**TASK DESCRIPTION**
Tally the lines of the listing below that contain the string "shadow", treating uppercase and lowercase letters as different. Reply with the count alone.

**SOURCE DATA**
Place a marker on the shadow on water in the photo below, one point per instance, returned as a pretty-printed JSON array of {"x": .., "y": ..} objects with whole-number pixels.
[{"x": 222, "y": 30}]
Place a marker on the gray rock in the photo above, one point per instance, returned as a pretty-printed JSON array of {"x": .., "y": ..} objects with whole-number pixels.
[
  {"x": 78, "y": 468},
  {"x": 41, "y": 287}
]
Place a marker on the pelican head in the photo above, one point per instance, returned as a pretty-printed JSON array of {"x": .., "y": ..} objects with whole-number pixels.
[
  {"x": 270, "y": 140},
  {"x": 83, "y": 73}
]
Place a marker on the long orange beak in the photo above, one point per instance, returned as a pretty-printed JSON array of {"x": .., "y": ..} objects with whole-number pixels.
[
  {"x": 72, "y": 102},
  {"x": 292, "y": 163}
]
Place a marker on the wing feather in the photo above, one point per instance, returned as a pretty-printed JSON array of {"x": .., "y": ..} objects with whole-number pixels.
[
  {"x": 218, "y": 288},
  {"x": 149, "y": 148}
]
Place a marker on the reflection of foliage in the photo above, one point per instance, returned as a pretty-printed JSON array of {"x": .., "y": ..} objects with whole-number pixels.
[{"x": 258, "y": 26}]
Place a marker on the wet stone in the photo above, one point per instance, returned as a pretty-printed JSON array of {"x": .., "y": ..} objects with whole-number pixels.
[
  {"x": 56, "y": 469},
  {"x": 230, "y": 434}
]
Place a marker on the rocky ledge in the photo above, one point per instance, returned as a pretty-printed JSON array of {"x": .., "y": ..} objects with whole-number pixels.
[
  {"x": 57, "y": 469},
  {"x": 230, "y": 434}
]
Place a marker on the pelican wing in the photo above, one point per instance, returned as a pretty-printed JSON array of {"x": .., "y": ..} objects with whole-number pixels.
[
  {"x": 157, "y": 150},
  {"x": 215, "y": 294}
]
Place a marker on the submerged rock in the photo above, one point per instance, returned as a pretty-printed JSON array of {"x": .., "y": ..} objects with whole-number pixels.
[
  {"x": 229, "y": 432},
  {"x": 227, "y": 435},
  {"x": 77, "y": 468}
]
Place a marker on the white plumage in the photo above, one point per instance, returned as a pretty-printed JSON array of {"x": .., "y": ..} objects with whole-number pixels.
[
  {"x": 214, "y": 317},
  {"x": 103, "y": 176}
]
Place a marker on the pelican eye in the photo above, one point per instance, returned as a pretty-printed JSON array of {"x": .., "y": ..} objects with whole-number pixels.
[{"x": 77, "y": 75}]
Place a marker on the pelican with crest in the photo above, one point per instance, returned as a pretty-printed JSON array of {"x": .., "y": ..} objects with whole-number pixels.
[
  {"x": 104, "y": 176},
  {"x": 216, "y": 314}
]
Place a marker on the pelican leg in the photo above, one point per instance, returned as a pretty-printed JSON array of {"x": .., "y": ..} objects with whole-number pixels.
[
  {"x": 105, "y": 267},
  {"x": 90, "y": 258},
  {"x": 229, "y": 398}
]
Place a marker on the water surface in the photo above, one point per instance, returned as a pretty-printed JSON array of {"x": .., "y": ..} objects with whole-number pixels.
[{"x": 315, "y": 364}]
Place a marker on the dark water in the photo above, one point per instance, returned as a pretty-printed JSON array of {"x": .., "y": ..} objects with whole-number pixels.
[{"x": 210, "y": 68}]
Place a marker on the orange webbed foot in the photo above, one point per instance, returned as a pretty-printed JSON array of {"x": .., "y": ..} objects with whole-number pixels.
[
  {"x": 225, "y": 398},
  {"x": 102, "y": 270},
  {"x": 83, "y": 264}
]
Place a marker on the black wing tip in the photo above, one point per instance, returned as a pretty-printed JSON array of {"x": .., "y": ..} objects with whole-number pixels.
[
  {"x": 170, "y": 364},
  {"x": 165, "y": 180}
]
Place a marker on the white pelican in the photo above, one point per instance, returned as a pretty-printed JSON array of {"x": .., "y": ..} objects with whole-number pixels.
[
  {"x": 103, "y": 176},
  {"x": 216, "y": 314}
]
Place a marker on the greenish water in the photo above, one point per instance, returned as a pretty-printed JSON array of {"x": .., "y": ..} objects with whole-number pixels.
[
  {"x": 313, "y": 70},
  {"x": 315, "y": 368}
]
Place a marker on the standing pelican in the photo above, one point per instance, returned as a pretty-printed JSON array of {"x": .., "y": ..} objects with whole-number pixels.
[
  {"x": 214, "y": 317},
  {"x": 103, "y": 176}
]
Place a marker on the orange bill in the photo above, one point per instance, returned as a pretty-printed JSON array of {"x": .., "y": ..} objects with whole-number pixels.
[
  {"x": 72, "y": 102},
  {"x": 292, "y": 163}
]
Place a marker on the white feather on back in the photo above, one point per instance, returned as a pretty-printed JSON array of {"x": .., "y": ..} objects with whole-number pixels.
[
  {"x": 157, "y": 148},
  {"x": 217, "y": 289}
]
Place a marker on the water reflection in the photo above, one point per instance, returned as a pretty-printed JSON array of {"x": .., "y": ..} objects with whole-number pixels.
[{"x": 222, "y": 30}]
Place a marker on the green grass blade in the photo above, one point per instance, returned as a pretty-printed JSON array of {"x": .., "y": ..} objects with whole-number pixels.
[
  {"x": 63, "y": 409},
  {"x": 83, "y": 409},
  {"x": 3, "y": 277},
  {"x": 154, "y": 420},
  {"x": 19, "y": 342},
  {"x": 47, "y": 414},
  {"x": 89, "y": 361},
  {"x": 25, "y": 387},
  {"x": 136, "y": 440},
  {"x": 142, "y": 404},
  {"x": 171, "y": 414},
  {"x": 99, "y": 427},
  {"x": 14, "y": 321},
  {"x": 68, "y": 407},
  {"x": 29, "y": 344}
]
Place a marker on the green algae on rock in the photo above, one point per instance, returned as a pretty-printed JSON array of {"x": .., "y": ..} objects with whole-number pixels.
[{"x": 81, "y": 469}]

...

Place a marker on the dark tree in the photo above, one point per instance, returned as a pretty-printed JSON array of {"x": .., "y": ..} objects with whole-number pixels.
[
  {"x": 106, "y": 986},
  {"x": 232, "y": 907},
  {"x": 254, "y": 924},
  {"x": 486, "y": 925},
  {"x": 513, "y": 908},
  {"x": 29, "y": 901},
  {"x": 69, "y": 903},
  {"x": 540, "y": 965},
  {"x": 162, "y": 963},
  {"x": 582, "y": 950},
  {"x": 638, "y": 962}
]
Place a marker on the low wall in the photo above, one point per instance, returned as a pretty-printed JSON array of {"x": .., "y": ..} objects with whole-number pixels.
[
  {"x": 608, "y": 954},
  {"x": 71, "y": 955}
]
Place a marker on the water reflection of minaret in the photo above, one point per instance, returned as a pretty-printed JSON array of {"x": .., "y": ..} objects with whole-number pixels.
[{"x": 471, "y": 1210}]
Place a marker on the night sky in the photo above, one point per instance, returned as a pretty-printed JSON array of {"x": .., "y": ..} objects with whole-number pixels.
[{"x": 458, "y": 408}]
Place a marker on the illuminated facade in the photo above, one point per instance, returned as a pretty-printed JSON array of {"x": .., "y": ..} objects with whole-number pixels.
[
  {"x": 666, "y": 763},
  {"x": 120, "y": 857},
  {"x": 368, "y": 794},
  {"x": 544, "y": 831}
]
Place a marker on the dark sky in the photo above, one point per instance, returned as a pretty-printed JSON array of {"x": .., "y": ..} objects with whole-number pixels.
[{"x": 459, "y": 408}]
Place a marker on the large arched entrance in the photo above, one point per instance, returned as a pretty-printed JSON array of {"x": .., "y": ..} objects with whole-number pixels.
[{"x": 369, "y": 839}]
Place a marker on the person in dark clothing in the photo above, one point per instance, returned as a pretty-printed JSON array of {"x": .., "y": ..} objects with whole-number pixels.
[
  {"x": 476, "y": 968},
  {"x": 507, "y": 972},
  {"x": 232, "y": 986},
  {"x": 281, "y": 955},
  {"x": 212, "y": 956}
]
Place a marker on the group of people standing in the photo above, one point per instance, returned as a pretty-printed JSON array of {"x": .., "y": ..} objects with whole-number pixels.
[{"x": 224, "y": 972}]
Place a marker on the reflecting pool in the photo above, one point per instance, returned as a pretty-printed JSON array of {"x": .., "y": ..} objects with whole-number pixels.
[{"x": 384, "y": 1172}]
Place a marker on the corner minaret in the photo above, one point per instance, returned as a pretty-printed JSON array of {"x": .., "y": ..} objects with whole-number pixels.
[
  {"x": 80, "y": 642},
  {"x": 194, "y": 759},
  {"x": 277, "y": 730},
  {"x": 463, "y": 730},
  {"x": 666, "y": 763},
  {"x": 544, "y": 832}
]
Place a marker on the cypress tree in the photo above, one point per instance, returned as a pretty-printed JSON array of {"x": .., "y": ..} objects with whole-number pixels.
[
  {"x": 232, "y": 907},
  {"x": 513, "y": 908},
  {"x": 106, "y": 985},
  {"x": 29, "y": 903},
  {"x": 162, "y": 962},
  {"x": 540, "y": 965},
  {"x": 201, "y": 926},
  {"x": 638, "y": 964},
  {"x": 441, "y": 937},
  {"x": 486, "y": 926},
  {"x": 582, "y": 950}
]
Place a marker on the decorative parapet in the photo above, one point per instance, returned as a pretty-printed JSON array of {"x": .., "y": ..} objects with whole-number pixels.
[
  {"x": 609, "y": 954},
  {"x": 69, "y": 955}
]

--

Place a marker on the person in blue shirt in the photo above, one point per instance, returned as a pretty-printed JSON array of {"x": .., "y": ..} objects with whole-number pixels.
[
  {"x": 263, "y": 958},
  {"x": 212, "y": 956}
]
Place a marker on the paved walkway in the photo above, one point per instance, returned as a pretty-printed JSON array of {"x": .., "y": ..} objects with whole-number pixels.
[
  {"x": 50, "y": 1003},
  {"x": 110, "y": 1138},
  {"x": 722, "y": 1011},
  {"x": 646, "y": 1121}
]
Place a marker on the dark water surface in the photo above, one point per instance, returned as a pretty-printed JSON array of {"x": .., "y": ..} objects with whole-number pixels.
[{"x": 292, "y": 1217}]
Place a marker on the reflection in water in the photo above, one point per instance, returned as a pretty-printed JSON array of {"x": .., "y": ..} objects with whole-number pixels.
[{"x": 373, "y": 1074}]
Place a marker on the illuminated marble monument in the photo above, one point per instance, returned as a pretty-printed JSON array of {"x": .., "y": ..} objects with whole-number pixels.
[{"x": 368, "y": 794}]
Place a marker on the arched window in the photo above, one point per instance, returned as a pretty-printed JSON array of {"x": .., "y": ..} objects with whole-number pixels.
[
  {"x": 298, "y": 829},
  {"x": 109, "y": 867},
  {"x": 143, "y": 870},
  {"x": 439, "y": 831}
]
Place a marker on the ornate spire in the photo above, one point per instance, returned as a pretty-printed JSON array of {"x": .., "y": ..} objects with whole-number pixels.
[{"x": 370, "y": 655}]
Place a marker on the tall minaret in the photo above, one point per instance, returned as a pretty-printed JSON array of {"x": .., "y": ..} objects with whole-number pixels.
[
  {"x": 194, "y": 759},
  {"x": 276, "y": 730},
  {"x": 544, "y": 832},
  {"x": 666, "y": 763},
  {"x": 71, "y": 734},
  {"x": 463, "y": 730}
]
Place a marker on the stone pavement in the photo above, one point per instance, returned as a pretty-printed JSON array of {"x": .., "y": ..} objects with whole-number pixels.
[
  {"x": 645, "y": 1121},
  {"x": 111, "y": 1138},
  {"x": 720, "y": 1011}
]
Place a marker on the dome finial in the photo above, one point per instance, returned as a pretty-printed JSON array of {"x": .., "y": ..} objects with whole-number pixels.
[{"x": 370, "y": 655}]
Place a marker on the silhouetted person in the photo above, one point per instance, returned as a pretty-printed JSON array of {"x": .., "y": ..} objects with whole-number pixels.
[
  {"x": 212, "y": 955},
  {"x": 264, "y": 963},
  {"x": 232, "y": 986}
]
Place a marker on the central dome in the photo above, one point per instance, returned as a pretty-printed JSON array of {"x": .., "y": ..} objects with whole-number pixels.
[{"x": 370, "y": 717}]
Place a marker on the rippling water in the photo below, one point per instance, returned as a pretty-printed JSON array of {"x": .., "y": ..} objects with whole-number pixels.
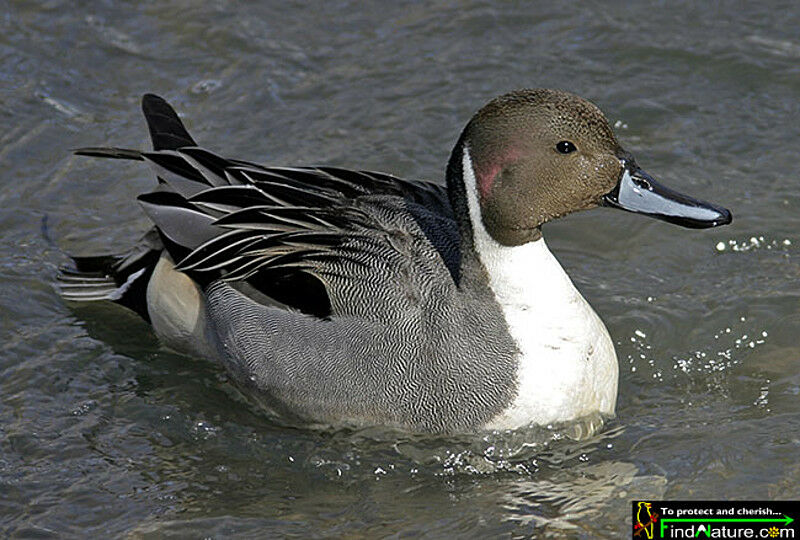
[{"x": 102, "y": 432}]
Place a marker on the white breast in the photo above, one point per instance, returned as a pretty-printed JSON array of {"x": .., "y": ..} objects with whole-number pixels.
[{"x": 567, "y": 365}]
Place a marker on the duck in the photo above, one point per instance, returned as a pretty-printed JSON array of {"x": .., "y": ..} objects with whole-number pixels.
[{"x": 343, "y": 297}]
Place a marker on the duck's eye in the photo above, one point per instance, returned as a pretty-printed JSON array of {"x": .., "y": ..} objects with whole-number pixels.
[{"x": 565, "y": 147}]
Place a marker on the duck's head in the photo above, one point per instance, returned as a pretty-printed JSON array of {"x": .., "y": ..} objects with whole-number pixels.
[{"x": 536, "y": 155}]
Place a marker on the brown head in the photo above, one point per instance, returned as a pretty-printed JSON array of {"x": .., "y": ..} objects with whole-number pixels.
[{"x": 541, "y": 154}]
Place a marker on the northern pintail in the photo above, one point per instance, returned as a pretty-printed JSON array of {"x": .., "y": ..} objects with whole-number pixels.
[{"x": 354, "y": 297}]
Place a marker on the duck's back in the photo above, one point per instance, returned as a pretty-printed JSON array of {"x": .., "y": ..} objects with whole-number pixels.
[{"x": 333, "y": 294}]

**PROBLEM SOLUTION**
1